# [Data for this task]
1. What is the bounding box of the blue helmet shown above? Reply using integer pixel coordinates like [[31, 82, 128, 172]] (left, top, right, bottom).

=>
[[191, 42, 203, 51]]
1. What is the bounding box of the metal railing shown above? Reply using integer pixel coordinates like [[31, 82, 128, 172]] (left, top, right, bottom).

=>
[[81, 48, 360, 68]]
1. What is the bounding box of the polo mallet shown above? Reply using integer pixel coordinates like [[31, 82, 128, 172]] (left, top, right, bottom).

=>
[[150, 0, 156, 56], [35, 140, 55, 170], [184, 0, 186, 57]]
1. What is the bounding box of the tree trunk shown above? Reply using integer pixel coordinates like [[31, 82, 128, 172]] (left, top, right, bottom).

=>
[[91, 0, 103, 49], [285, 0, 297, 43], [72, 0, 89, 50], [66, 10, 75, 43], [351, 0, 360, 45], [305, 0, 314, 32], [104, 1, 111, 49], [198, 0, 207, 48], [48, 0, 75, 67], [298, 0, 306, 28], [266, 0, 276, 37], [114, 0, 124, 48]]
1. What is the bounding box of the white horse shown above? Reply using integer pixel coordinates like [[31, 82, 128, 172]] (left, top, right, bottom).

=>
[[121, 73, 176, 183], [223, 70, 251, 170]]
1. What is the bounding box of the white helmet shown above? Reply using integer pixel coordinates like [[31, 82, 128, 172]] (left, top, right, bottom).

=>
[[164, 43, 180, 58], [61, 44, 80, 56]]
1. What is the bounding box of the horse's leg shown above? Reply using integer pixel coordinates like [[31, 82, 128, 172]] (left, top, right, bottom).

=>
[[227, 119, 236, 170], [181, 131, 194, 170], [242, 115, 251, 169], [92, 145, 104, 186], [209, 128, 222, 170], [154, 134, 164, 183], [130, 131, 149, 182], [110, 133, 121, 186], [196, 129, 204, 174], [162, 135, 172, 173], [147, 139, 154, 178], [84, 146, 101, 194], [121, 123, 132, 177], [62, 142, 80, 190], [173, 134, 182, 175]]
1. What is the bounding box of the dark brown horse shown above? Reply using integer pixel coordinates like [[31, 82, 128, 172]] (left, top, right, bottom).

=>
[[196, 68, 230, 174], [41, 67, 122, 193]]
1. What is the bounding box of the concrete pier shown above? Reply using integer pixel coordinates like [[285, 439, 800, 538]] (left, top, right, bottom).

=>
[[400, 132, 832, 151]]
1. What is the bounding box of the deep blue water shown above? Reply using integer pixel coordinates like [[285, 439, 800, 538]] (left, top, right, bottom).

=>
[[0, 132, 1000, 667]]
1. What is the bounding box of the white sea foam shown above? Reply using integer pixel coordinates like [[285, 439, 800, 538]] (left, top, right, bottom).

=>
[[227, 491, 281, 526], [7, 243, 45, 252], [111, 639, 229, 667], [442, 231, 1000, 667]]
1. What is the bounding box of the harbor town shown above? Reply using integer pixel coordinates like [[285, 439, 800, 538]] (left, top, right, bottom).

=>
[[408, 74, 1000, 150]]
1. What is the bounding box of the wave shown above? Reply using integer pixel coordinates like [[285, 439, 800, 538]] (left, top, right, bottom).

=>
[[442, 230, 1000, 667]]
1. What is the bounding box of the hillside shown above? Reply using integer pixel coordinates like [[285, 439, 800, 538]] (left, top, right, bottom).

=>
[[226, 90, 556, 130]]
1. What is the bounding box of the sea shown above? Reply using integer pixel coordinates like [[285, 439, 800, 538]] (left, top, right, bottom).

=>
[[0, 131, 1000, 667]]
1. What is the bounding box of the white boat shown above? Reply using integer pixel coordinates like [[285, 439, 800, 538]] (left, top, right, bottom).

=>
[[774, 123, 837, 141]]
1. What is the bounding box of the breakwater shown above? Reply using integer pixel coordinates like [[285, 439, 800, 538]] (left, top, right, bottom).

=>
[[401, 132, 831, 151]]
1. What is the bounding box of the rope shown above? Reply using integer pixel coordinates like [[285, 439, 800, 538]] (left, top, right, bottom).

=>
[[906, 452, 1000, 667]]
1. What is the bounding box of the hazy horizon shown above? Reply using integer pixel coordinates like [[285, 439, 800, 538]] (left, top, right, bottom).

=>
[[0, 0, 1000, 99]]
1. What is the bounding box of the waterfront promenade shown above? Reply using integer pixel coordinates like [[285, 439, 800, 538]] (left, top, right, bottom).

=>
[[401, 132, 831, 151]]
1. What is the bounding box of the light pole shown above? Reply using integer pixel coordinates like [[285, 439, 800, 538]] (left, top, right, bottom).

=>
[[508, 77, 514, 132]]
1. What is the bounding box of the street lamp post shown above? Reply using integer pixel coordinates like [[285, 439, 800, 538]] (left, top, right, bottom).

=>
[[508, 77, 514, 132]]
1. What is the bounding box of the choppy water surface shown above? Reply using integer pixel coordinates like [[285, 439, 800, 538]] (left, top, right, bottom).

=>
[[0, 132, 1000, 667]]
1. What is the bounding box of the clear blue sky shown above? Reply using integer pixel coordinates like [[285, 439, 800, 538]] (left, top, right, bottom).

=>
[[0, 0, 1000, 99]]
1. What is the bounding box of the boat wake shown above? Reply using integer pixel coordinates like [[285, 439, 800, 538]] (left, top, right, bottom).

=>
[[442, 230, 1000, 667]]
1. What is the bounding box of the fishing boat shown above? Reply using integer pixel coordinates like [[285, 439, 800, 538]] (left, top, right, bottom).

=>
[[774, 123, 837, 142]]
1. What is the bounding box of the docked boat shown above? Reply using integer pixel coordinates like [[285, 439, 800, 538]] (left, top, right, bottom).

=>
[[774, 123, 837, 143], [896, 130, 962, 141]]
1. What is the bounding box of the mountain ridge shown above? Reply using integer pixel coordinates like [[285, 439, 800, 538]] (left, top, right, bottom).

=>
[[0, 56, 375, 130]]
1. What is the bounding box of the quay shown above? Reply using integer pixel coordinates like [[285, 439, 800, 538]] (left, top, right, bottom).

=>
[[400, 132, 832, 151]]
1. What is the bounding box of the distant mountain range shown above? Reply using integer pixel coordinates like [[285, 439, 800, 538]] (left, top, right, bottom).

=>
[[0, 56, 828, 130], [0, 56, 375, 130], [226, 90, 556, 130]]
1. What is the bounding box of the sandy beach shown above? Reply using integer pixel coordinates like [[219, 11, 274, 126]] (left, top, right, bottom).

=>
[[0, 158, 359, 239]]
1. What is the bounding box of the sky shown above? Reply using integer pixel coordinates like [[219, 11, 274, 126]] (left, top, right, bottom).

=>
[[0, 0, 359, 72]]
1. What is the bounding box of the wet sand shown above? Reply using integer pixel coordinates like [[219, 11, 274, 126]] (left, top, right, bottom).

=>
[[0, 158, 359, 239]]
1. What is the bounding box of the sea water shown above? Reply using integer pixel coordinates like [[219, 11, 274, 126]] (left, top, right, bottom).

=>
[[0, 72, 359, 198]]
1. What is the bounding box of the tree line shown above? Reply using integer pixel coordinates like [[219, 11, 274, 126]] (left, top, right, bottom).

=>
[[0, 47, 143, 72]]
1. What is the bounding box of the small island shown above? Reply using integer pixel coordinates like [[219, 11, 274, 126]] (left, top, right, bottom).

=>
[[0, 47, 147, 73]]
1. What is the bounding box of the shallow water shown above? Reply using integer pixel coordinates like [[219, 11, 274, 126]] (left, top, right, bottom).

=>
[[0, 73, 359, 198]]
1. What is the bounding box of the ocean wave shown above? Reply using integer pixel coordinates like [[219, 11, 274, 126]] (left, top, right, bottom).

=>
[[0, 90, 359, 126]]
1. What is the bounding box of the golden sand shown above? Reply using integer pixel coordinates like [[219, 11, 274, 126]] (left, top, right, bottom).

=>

# [What is needed]
Please update the records by replacing "integer pixel coordinates" with "whole-number pixel coordinates" throughout, leaving everything else unchanged.

# [The output]
1. What is the bounding box of the blue helmet shown above? Reply using whole-number pixel coordinates like [[31, 82, 128, 172]] (left, top, right, bottom).

=>
[[191, 42, 203, 51]]
1. What is the bounding box of the metal railing shown above? Reply using whole-number pixel coordinates like [[31, 82, 128, 172]] (left, top, right, bottom).

=>
[[81, 48, 360, 68]]
1. What is the bounding box of the polo mallet shown above? Reply using whole-number pixel coordinates like [[31, 82, 128, 172]] (left, top, right, bottom).

=>
[[150, 0, 156, 56], [35, 140, 55, 170], [184, 0, 186, 57]]
1. What is the bounding box of the tree trunk shown above? Reply using whole-number pixel coordinates like [[31, 82, 128, 172]] (left, top, right, bottom).

=>
[[91, 0, 103, 49], [285, 0, 297, 43], [72, 0, 89, 50], [66, 10, 75, 43], [351, 0, 360, 45], [305, 0, 314, 32], [104, 1, 111, 49], [198, 0, 207, 48], [48, 0, 75, 67], [298, 0, 306, 28], [266, 0, 276, 37], [114, 0, 124, 48]]
1. What is the bounding box of the white horse shown above? Reply using whole-number pixel coordinates like [[31, 82, 128, 172]] (left, top, right, bottom).

=>
[[121, 73, 176, 183], [223, 70, 251, 170]]
1. What is the bounding box of the white helmet shown above? Reply using whole-number pixel coordinates like [[31, 82, 128, 172]] (left, top, right, bottom).

=>
[[164, 43, 180, 58], [61, 44, 80, 56]]
1. What is the bounding box of the horse's leg shown above? Reply using whole-number pixel coordinates like [[31, 82, 128, 172]] (left, top, right, bottom).

=>
[[227, 119, 236, 170], [181, 131, 194, 170], [242, 115, 251, 169], [92, 145, 104, 186], [209, 128, 222, 170], [154, 134, 164, 183], [130, 131, 149, 182], [110, 133, 121, 186], [196, 129, 204, 174], [162, 135, 172, 173], [147, 139, 154, 178], [84, 146, 101, 194], [121, 123, 132, 177], [62, 142, 80, 190], [173, 134, 182, 175]]
1. What is the bounding box of the dark brown horse shown above? Reply using whole-number pixel coordinates like [[31, 82, 128, 172]] (left, top, right, bottom).

=>
[[196, 68, 230, 174], [41, 67, 122, 193]]
1. What is the bounding box of the concrete pier shown above? Reply using whole-number pixel coordinates like [[285, 439, 800, 538]] (left, top, right, bottom).

=>
[[400, 132, 832, 151]]
1. What is the bounding box of the deep blue water shown above? Reply using whole-number pixel coordinates like [[285, 439, 800, 538]] (left, top, right, bottom).

=>
[[0, 132, 1000, 667]]
1. What is the bounding box of the white sea foam shown above? Reply using whole-number pixel coordinates like [[285, 439, 800, 538]] (left, top, right, bottom).

=>
[[227, 491, 281, 526], [7, 243, 45, 252], [111, 639, 229, 667], [442, 231, 1000, 667]]
1. What is the bounding box of the harbor town shown above? Reply using whole-number pixel coordinates like [[285, 439, 800, 538]] (left, top, right, bottom).

=>
[[408, 74, 1000, 150]]
1. What is the bounding box of the wave shown above? Reply using whole-number pixel coordinates like [[285, 439, 800, 538]] (left, top, right, bottom).

=>
[[442, 230, 1000, 667]]
1. What is the bounding box of the hillside shown above? Reply using whole-number pixel coordinates like [[285, 439, 800, 538]] (left, top, right, bottom).

=>
[[226, 90, 556, 130]]
1. What is the bounding box of the sea shown above? Reply using whole-number pixel coordinates like [[285, 439, 800, 538]] (left, top, right, bottom).

=>
[[0, 131, 1000, 667]]
1. What is the bounding box of the white boat shown above? Reply using whole-number pixel coordinates like [[285, 439, 800, 538]] (left, top, right, bottom).

=>
[[774, 123, 837, 141]]
1. What is the bounding box of the breakwater shown above? Reply using whole-number pixel coordinates like [[285, 439, 800, 538]] (left, top, right, bottom).

=>
[[401, 132, 831, 151]]
1. What is the bounding box of the rope shown above? Reply using whole-number pixel coordinates like [[285, 439, 800, 538]] (left, top, right, bottom).

=>
[[906, 452, 1000, 667]]
1. What is the bounding box of the hazy horizon shown above? Reply using whole-number pixel coordinates like [[285, 439, 800, 538]] (left, top, right, bottom).

=>
[[0, 0, 1000, 99]]
1. What is the bounding box of the waterfront promenade shown above? Reply using whole-number pixel coordinates like [[285, 439, 800, 538]] (left, top, right, bottom).

=>
[[401, 132, 831, 151]]
1. What is the bounding box of the light pole shown above? Reply using whole-number pixel coordinates like [[285, 439, 800, 538]] (left, top, right, bottom).

=>
[[508, 77, 514, 132]]
1. What is the bounding box of the street lamp post shown above? Reply using whole-number pixel coordinates like [[285, 439, 800, 538]] (left, top, right, bottom).

=>
[[508, 77, 514, 132]]
1. What is the bounding box of the choppy water surface shown above? Reply using whole-number pixel coordinates like [[285, 439, 800, 538]] (left, top, right, bottom).

=>
[[0, 132, 1000, 667]]
1. What is the bounding box of the clear blue sky shown above? Reply using whole-number pixel coordinates like [[285, 439, 800, 538]] (left, top, right, bottom).

=>
[[0, 0, 1000, 99]]
1. What is the bounding box of the boat wake shown above? Reply using whole-number pixel coordinates like [[285, 439, 800, 538]] (left, top, right, bottom).

=>
[[442, 230, 1000, 667]]
1. What is the bounding box of the fishing boat shown above? Reply using whole-number pixel coordinates like [[285, 439, 800, 538]] (left, top, right, bottom).

=>
[[774, 123, 837, 142]]
1. What is the bounding box of the docked boat shown above? Reply using whole-number pixel coordinates like [[285, 439, 800, 538]] (left, top, right, bottom).

=>
[[774, 123, 837, 143], [896, 130, 962, 141]]
1. What is the bounding box of the mountain ridge shown above? Reply using whole-number pixel coordinates like [[285, 439, 800, 538]] (left, top, right, bottom).

=>
[[0, 56, 375, 130]]
1. What is the bounding box of the quay shown above? Reply using whole-number pixel coordinates like [[285, 439, 800, 538]] (left, top, right, bottom).

=>
[[400, 132, 832, 151]]
1. What is the bounding box of the distant mountain range shown above? Reply using whole-number pixel coordinates like [[285, 439, 800, 538]] (left, top, right, bottom).

=>
[[0, 56, 828, 130], [0, 56, 375, 130], [226, 90, 556, 130]]
1. What is the bounding box of the sandy beach shown above? Reply using whole-number pixel coordinates like [[219, 11, 274, 126]] (left, top, right, bottom).

=>
[[0, 158, 359, 239]]
1. What is the bounding box of the sky shown above? Reply using whole-number pixel coordinates like [[219, 11, 274, 126]] (left, top, right, bottom).

=>
[[0, 0, 359, 72]]
1. What is the bounding box of the wet sand shown above? Reply using whole-number pixel coordinates like [[219, 11, 274, 126]] (left, top, right, bottom).

=>
[[0, 158, 359, 239]]
1. What is the bounding box of the sea water shown above? Reply using whole-number pixel coordinates like [[219, 11, 274, 126]] (left, top, right, bottom).

=>
[[0, 72, 359, 198]]
1. What is the bounding box of the tree line shown above? Reply using whole-number pixel coordinates like [[219, 11, 274, 126]] (left, top, right, bottom).

=>
[[0, 47, 143, 72]]
1. What is the bounding box of the small island shown above? Reply using whole-number pixel coordinates like [[219, 11, 274, 126]] (left, top, right, bottom).

=>
[[0, 47, 147, 73]]
1. What is the bounding box of the shallow water shown above? Reply using whole-number pixel coordinates like [[219, 11, 274, 126]] (left, top, right, bottom).

=>
[[0, 73, 359, 198]]
1. What is the bounding box of the ocean wave shown above? Reply using whole-number pixel coordinates like [[219, 11, 274, 126]] (left, top, right, bottom).

=>
[[0, 90, 359, 126]]
1. What is the bounding box of the golden sand shown above? Reply using whole-number pixel coordinates like [[219, 11, 274, 126]] (left, top, right, bottom).

=>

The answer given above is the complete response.